Find each line in the entries below that contains the word "white" and copy it out in full. Letter case matters.

---------- SUPPLIED DATA ----------

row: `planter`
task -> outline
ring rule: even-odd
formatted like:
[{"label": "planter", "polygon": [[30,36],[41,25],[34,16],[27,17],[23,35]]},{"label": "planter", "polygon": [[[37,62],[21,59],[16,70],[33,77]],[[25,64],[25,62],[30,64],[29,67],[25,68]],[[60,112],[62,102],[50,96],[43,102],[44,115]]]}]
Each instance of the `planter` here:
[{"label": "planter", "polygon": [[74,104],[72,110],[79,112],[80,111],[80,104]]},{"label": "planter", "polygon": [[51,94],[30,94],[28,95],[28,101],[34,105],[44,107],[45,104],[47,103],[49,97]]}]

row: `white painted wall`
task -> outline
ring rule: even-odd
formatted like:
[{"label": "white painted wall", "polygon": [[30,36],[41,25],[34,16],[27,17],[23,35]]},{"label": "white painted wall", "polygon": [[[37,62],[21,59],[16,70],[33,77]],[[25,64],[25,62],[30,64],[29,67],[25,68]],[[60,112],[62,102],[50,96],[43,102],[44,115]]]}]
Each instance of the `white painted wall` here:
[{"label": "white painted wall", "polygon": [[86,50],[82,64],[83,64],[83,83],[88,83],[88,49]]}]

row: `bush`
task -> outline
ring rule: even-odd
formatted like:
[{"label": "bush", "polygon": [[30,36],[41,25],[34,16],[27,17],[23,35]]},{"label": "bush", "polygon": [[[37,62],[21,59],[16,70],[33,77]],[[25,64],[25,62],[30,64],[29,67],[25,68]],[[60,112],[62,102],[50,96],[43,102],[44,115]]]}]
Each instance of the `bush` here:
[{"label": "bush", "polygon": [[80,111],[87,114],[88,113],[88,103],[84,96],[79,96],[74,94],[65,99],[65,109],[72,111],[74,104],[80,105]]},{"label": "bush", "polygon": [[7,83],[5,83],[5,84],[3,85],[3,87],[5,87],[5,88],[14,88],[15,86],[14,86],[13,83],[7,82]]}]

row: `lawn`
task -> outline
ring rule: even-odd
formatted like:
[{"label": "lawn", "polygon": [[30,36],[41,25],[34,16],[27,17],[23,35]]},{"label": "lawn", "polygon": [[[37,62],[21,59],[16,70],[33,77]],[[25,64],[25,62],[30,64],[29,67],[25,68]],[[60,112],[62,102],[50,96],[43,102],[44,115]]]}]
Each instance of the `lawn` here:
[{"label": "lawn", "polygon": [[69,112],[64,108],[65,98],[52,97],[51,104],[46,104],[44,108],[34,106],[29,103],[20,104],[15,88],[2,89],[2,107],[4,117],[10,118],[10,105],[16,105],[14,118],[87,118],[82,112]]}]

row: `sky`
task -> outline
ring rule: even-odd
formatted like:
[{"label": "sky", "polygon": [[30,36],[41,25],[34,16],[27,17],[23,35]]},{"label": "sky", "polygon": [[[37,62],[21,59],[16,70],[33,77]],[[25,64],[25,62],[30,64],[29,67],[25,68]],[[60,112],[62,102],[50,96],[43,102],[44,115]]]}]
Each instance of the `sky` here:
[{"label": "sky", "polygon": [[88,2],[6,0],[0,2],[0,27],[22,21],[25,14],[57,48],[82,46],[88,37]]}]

----------

RESULT FOR THIS TASK ▸
row: `white painted wall`
[{"label": "white painted wall", "polygon": [[30,36],[41,25],[34,16],[27,17],[23,35]]},{"label": "white painted wall", "polygon": [[[37,62],[21,59],[16,70],[33,77]],[[25,64],[25,62],[30,64],[29,67],[25,68]],[[60,112],[62,102],[50,96],[43,102],[44,115]]]}]
Each instance of the `white painted wall` here:
[{"label": "white painted wall", "polygon": [[86,50],[82,64],[83,64],[83,83],[88,83],[88,49]]}]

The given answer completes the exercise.